Objective:
Repeat the listing in full. Nothing may be added or left out.

Input:
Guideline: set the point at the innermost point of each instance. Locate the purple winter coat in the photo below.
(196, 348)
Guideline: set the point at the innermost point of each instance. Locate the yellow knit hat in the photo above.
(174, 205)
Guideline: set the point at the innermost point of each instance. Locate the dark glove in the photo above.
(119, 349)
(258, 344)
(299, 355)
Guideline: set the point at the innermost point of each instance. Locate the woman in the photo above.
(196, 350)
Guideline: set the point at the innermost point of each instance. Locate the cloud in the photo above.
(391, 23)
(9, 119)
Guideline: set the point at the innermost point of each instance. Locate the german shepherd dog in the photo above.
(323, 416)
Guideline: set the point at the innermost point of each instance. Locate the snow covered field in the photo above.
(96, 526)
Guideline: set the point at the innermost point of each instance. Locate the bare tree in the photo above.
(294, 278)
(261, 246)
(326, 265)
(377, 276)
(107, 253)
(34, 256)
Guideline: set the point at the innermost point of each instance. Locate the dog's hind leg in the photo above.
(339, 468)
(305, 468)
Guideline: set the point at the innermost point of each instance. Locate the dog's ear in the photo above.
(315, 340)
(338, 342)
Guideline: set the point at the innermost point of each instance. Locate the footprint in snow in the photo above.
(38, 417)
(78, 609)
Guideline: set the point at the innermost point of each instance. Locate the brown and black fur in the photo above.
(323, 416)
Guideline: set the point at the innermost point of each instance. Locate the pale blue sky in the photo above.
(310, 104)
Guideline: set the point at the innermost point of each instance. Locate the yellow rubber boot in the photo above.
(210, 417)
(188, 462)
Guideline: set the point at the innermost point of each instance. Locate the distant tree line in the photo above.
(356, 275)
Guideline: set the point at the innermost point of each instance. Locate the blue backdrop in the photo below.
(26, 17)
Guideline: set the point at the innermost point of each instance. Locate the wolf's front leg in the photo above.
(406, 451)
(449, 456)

Response to this task:
Guideline: set the point at the innermost point of each instance. Locate the purple winter coat in the photo below.
(196, 348)
Guideline: set the point at the innermost point of each instance. Locate the yellow knit hat in the photo above.
(174, 205)
Guideline: set the point at the innermost point of each instance. Locate the dark glove in the photo above.
(119, 349)
(258, 344)
(299, 355)
Guideline: set the point at the innermost point of each instance. Locate the woman in the photo above.
(196, 350)
Guideline: set the point at the innermost point of each instance. Locate the cloud in the photo above.
(391, 23)
(9, 119)
Guideline: set the point at the innermost point of each instance. Locate the german shepherd dog in the photo above.
(323, 416)
Guideline: set the point at the innermost point of each instance. Locate the snow covered field in the photo above.
(96, 526)
Guideline: set the point at the innermost point of each instance. Locate the bare tree in the photo above.
(294, 278)
(261, 246)
(326, 265)
(377, 276)
(107, 253)
(34, 256)
Guideline: set the point at the innermost point of each instance. Locate the dog's hind leg in the photo above.
(339, 468)
(305, 468)
Guideline: set the point at the innermost point of each instance. Locate the dog's ear in the photo above.
(315, 340)
(338, 342)
Guideline: set the point at the innermost point of each instance. Locate the footprint in snow in the photo above.
(38, 417)
(78, 609)
Guideline: set the point at the innermost point of each instance. Locate the brown and black fur in the photo above.
(323, 416)
Guideline: set the point at the innermost point of each instance. Locate the pale blue sky in the photo above.
(310, 104)
Guideline: set the point at the innermost point of each instance. Locate the yellow rubber boot in the photo above.
(210, 417)
(188, 462)
Guideline: set the point at the innermost point of each instance. Locate the distant tree line in the photo above.
(356, 275)
Guideline: set the point at the innermost point of each instance. Locate the blue backdrop in the photo below.
(26, 17)
Guideline: set the point at the innermost point of each instance. Locate the wolf's front leg in the photo above.
(406, 451)
(449, 456)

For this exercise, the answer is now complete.